== What the task requires ==
Nothing but a number should be given: the count of lines in the data that include the string "below".

== Given entries ==
=== Begin Enclosure ===

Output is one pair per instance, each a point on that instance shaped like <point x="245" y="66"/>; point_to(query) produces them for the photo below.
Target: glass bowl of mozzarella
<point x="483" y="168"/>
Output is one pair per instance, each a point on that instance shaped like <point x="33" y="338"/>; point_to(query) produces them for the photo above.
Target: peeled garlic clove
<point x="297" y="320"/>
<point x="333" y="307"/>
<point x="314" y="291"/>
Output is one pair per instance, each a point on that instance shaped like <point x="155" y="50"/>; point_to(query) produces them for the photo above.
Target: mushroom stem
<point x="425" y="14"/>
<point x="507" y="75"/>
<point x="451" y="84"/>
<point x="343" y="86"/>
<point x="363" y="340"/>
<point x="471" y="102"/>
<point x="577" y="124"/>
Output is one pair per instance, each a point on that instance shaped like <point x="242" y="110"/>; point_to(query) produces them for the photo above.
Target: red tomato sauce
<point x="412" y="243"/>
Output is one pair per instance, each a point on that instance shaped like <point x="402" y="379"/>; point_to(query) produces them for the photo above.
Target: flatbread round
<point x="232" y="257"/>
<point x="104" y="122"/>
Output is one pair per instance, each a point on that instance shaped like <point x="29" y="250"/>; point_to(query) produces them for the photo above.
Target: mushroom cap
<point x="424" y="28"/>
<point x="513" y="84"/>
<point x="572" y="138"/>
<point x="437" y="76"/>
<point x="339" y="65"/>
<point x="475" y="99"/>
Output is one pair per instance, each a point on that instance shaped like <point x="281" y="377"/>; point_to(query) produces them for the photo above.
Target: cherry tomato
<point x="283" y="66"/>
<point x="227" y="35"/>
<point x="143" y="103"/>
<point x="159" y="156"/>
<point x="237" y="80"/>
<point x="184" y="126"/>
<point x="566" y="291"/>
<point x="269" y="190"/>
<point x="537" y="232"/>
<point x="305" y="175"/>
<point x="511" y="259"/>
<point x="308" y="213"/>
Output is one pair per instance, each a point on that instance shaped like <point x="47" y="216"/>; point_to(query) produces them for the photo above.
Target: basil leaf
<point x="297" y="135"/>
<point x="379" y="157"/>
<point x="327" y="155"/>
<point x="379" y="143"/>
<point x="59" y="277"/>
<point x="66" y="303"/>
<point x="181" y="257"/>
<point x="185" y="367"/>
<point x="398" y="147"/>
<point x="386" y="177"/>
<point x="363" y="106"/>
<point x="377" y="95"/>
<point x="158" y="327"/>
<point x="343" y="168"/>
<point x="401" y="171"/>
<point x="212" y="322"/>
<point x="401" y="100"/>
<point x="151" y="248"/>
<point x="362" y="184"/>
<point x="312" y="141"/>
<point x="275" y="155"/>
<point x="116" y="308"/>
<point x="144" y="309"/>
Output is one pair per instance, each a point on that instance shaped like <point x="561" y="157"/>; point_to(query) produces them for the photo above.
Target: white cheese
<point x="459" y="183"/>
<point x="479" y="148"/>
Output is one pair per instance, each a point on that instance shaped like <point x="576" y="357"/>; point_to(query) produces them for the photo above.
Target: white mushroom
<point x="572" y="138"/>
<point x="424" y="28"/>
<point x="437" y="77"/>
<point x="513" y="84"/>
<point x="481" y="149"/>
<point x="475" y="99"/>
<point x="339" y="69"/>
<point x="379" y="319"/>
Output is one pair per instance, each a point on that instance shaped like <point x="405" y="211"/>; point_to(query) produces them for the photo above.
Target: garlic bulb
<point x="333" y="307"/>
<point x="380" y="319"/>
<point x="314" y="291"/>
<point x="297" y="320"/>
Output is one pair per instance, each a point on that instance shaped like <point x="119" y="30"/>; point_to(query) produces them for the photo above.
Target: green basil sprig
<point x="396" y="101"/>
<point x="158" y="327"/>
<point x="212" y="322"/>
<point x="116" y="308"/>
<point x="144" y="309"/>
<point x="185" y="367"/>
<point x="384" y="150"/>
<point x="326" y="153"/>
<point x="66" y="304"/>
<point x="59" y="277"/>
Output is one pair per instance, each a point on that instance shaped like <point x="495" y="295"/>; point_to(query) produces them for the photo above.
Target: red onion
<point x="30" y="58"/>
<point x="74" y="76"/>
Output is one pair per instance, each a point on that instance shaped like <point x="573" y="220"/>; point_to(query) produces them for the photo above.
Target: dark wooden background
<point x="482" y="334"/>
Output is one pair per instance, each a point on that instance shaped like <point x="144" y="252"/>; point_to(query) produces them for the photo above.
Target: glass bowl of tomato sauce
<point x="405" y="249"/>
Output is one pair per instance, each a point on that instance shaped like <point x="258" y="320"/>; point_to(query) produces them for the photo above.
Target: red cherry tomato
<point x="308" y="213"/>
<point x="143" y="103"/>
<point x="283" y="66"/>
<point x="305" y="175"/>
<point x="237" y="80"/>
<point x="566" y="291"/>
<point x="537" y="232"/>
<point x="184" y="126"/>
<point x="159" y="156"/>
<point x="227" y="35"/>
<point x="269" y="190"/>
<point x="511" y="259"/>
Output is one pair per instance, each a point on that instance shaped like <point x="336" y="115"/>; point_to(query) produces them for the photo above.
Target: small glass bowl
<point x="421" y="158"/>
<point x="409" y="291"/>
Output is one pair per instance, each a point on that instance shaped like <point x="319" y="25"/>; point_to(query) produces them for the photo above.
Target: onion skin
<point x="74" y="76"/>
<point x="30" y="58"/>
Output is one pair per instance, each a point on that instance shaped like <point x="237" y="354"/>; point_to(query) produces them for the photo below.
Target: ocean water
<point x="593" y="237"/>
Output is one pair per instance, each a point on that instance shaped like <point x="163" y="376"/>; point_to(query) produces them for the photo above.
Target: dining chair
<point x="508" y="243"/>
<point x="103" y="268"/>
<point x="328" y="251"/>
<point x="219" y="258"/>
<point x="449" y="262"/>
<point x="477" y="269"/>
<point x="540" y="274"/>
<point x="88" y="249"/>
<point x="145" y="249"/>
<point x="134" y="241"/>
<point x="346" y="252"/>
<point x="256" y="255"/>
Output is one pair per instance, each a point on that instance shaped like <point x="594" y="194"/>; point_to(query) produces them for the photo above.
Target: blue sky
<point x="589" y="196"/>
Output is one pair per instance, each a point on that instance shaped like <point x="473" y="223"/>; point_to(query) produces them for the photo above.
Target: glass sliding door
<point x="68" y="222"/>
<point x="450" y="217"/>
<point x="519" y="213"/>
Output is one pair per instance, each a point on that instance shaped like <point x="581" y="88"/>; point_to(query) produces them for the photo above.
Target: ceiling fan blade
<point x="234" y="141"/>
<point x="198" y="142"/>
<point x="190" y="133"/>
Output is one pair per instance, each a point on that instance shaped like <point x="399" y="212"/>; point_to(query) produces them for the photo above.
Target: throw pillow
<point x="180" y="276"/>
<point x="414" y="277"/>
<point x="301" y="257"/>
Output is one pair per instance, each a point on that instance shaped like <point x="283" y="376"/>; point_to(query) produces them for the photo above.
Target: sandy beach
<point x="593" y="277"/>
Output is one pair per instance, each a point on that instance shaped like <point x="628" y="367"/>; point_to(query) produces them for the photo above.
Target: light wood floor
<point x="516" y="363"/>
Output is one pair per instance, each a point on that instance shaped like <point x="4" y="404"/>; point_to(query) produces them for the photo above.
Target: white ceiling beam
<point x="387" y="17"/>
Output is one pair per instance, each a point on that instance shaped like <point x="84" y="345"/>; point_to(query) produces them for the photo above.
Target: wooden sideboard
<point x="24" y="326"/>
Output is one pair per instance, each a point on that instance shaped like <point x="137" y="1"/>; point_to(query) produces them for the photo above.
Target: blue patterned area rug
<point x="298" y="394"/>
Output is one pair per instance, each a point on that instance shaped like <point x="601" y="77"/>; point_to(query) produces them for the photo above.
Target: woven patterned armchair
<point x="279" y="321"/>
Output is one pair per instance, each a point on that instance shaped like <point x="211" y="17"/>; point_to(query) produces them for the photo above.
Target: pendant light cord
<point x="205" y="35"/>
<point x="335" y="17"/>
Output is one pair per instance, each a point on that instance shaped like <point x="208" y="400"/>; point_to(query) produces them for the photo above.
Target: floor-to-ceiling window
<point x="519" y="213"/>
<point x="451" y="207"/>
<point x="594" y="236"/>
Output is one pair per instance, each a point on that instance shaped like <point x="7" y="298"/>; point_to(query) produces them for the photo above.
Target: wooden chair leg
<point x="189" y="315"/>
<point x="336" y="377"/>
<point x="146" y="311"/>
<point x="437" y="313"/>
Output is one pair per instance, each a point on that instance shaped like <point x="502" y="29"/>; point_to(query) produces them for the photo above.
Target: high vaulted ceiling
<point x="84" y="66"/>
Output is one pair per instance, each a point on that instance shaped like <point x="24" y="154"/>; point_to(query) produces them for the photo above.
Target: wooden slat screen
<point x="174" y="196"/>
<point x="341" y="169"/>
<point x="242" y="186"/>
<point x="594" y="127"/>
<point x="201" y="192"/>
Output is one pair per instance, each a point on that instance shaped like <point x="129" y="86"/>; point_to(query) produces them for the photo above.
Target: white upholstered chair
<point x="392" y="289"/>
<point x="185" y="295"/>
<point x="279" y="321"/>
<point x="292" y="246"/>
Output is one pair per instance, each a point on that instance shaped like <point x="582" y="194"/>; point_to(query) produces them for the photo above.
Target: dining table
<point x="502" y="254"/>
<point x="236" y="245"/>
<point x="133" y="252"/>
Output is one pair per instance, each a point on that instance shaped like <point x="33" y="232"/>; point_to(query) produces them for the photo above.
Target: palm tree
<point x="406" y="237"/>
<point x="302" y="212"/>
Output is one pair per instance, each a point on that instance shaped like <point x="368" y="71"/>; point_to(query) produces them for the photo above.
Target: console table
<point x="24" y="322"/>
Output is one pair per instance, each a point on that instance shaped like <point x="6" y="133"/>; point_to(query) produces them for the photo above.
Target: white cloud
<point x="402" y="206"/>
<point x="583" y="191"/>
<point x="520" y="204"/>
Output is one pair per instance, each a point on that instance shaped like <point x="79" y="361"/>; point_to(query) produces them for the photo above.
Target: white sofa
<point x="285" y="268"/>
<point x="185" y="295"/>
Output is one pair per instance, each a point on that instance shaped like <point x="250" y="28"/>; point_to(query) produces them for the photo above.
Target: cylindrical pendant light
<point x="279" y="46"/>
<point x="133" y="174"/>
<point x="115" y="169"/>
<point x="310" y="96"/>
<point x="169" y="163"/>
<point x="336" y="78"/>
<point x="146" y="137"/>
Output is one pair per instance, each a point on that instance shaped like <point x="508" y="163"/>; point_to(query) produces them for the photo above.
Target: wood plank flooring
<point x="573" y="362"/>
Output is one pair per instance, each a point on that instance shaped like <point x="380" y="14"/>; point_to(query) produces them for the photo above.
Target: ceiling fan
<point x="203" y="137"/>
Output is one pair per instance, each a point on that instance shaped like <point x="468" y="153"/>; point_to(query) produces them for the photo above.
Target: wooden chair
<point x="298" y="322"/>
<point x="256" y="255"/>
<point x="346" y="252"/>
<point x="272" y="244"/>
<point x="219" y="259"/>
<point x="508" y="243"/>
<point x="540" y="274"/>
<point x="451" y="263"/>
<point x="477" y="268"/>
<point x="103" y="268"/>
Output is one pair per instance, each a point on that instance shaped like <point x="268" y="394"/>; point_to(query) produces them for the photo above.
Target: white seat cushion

=== End Enclosure ===

== Reply ==
2